- Source document:
※ ※ ※
Florian Haas asks on Twitter:

“How do you solve reliable rollback. The definition of a reliable rollback being: ‘get reset –hard ', 'git push -f' and then magic happening that returns your infra to the exact state it was at ."

The problem is relatively easy to solve with modern infrastructure-as-code for anything that is stateless. It becomes a bit more involved when you are dealing with things with state, such as database instances or Zookeepers or similar things.

My reply on Twitter begins here. I am basing my writeup on that reply.

“Devops”, what does that even mean?

In 2015, I gave a talk titled “Go away, or I will replace you with a little shell script” as a keynote for the GUUG FFG 2015 in Stuttgart. The german language slides are here, the english slides are here and a Youtube video of the Froscon version of the talk is here. Unfortunately, the video is the german language version of that talk.

The talk focuses on how the sysadmin profession started to die out somewhere around 2001, when we invented horizontal scaleout and Tom Limoncelli published the first edition of “The Practice of System Administration”. That book explained in one chapter the role of the sysadmin in the greater corporate organisation and how to cooperate with, not fight against users. The term and the practice of Devops evolved in this decade, until in 2008 Patrick Debois coined the actual term “Devops”, which we use today.

The term has been abused a lot, but what does it actually mean? In one slide I show this:

Go away or I will replace you with a little Shell Script (english) - Slide 19

The modern development environment according to Devops, and the technical meaning of the term.

In todays language, I would phrase these items as follows:

  • Infrastructure as code
  • Version Control
  • CI/CD
  • Separation of Rollout and Activation
  • Proper Observability with centralized, structured logs
  • Good instant communication

Infrastructure As Code describes a way of declaring the execution environment for your code, in code. Code that can be checked in and versioned like the application code itself. Openstack Heat Scripts, AWS Cloud Formation, Kubernetes Deployment Specifications or your Terraform all qualify as this.
※ ※ ※
- The problem: Reproduce the passage of the rollback article that begins with "The problem is" and ends with "that even mean?", replacing "database instances" with "database servers" wherever it occurs.

- Data listing:
※ ※ ※
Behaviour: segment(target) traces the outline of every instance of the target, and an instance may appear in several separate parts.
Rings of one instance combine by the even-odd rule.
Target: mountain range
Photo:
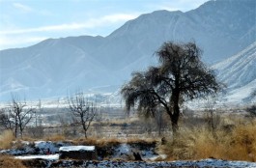
[[[255,81],[255,0],[212,0],[186,13],[142,14],[107,37],[48,39],[29,47],[1,50],[0,100],[10,99],[12,93],[43,98],[75,90],[115,92],[132,71],[156,64],[154,54],[167,41],[195,42],[203,50],[203,61],[210,66],[218,63],[213,68],[230,85],[227,91],[235,92]],[[252,60],[242,59],[250,55],[246,52],[250,47]],[[237,62],[242,65],[238,70]],[[242,64],[251,66],[245,70]],[[232,77],[236,75],[247,80],[237,81]]]

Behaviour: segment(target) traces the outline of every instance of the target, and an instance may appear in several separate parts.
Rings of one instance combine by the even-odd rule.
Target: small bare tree
[[[19,130],[20,136],[23,136],[23,130],[32,120],[36,113],[36,110],[32,107],[28,107],[26,100],[23,102],[19,100],[17,96],[12,96],[12,105],[10,110],[10,117],[14,120],[14,134],[17,137]]]
[[[0,126],[4,127],[5,129],[13,129],[14,123],[9,117],[9,110],[8,108],[0,109]]]
[[[97,116],[95,104],[90,102],[82,92],[71,96],[68,100],[73,117],[72,125],[82,126],[84,137],[87,138],[87,130]]]

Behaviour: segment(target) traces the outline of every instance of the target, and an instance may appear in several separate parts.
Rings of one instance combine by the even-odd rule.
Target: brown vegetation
※ ※ ※
- Response to this exercise:
The problem is relatively easy to solve with modern infrastructure-as-code for anything that is stateless. It becomes a bit more involved when you are dealing with things with state, such as database servers or Zookeepers or similar things.

My reply on Twitter begins here. I am basing my writeup on that reply.

“Devops”, what does that even mean?